Dikkat! : Dikkat bir spot ışığıdır

Rotamızı değiştirmediğimiz takdirde, bir tarafta dikkat becerisinin karşı karşıya olduğu tehlikelerin farkında olan ve sınırları dahilinde yaşamanın yollarını bulan bir üst sınıfın, diğer tarafta ise toplumun geri kalanının, yani manipülasyona karşı koyma imkanları daha az olup gitgide daha fazla ekranların içinde yaşayacak ve gitgide daha fazla enformasyona maruz kalacak olanların bulunacağı dünyaya doğru gideceğiz. Şüheda Börü yazdı.

Dikkat! : Dikkat bir spot ışığıdır

Çağın teknik ve teknolojik getirilerinin neticesinde oluşan dikkat eksikliği ve odak bulanıklığını her geçen gün biraz daha netleşiyor. Odaklanma becerisindeki kötüye gidişin, etrafımızdaki pek çok insanın başına geldiğini biliyoruz. Tüketilen gıdalar, maruz kaldığımız durumlar, duygu durum bozukluğu, uyku kalitemiz, etkisinin olmadığını düşündüğümüz gündelik olaylar hepsi beyaz bir tuvale atılmış renk bombası gibi zihnimize işleniyor. Bunların yanı sıra zihnimizi kemiren ekranlar ve sosyal medya hesapları dikkat ve odaklanmamızı etkileyen diğer iki ana unsur.

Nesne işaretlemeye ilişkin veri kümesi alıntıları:
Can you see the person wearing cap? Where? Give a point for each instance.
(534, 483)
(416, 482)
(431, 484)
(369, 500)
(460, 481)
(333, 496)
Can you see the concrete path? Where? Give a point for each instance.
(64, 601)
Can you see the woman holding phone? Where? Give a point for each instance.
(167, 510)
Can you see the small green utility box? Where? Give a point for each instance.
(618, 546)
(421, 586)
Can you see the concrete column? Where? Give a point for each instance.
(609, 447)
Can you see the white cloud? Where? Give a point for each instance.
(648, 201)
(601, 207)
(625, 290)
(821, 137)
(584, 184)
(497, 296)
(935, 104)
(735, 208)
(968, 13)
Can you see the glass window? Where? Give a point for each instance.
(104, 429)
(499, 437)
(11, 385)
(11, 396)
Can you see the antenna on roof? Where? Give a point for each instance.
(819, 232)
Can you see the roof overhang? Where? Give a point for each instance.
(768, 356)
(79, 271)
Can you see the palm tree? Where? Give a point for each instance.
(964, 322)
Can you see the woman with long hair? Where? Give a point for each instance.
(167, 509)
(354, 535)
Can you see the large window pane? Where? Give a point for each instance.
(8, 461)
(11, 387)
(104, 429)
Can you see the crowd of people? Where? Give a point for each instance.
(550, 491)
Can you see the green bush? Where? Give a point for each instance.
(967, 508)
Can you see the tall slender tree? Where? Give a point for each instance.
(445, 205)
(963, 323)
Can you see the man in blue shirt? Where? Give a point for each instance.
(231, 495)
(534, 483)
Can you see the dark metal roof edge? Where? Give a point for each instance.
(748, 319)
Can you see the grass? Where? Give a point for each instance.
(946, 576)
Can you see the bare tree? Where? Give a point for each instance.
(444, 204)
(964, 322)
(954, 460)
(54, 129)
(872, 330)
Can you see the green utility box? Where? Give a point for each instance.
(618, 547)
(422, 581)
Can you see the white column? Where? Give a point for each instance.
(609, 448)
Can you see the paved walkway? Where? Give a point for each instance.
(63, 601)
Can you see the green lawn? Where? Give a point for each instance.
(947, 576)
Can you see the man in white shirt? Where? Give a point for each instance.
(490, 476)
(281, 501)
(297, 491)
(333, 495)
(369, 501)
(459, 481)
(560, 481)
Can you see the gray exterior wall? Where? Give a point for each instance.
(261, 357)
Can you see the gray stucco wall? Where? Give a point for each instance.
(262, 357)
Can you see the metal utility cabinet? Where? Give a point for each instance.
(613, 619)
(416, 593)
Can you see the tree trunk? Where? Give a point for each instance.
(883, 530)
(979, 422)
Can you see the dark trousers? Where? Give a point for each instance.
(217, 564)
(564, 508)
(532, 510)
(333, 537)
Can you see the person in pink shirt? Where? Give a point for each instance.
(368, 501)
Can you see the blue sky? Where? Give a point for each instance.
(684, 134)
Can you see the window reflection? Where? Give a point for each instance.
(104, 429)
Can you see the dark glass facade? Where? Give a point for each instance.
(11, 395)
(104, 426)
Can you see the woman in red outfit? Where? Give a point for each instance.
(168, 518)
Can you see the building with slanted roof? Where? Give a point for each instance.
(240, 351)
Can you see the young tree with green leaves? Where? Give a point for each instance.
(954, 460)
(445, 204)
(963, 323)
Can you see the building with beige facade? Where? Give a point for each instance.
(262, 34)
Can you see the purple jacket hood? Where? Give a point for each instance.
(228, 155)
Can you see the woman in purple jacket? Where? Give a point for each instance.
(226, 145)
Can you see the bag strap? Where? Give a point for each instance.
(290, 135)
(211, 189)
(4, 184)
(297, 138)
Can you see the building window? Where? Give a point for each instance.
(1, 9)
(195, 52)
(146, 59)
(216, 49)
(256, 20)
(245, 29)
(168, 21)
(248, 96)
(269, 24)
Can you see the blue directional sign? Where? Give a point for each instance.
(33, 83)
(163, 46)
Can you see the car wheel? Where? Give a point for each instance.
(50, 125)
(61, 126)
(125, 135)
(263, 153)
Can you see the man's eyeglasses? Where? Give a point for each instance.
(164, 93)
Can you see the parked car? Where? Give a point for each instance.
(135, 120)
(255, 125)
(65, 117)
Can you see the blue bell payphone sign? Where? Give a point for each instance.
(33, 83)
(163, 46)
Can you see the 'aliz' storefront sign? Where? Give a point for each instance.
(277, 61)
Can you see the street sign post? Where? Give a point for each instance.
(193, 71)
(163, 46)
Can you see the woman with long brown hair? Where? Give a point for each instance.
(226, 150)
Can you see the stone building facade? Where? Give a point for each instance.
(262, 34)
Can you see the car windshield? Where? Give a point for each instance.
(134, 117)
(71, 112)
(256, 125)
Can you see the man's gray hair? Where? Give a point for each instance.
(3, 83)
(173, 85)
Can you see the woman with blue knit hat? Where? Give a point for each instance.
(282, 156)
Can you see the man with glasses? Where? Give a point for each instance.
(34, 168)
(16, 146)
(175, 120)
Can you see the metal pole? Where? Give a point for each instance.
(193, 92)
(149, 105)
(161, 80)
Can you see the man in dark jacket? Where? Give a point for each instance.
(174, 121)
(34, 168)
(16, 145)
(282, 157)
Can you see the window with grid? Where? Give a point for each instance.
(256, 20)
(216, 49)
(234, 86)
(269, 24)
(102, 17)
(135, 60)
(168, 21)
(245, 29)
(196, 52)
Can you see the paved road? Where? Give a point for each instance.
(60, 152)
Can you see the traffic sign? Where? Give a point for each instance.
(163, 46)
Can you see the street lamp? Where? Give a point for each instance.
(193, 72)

:: Görev 1 ::
Dikkat konulu metni iki cümleyle özetleyin.
:: Görev 2 ::
Dikkat konulu metne göre aşağıdaki soruları yanıtlayın:
(a) Metinde sözü edilen üst sınıf neyin farkındadır?
(b) Metin, zihnimize işlenen gündelik etkenleri neye benzetir?
(c) Dikkat ve odaklanmamızı etkileyen diğer iki ana unsur hangileridir?
:: Görev 3 ::
Dikkat konulu metni son cümlesinden itibaren sürdürün.
Kayıtların bu işte hiçbir rolü yoktur.

:: Çıktı 1 ::
Rotamızı değiştirmezsek, bir yanda dikkat becerisinin karşı karşıya olduğu tehlikeleri bilen ve sınırları dahilinde yaşamanın yollarını bulan bir üst sınıfın, öbür yanda ise manipülasyona karşı koyma imkânı daha az olan, giderek daha fazla ekranların içinde yaşayıp daha fazla enformasyona maruz kalacak toplumun geri kalanının bulunduğu bir dünyaya gideceğiz. Çağın teknik ve teknolojik getirilerinden doğan dikkat eksikliği ve odak bulanıklığı giderek netleşirken tüketilen gıdalar, maruz kalınan durumlar, duygu durum bozukluğu ve uyku kalitesi gibi etkenlerin yanı sıra ekranlar ve sosyal medya hesapları da dikkat ile odaklanmayı etkileyen iki ana unsur olarak zihnimize işliyor.

:: Çıktı 2 ::
(a) Dikkat becerisinin karşı karşıya olduğu tehlikelerin.
(b) Beyaz bir tuvale atılmış renk bombasına.
(c) Ekranlar ve sosyal medya hesapları.

:: Çıktı 3 ::
Yapılan araştırmalara göre ortalama bir insan günde üç saat on beş dakika; 2617 defa telefon ekranına dokunuyor. Sosyal medya hesaplarında önümüze çıkan her enformasyon dikkat ve odağımızı etkiliyor. Örneğin Twitter, Instagram ve Youtube gibi sosyal platformlarda karşılaştığımız her türlü olumlu / olumsuz durumu istemesek de zihnimiz işliyor. Instagram bize tüm dünya kafayı sizinle bozmuş, sizi seviyor, sizden nefret ediyor, şu an sizden bahsediyor gibi hissettiriyor. Bunu yapabilmek için de sisteme enformasyon yağdırılıyor. Ne kadar çok enformasyon pompalarsanız, insanların o enformasyonun tek bir parçasına odaklanabilecekleri zaman da o kadar azalıyor. Enformasyon hacmindeki artış dünyanın hızlandığı hissini doğuruyor.

Peki, bu durum bizi nasıl etkiliyor?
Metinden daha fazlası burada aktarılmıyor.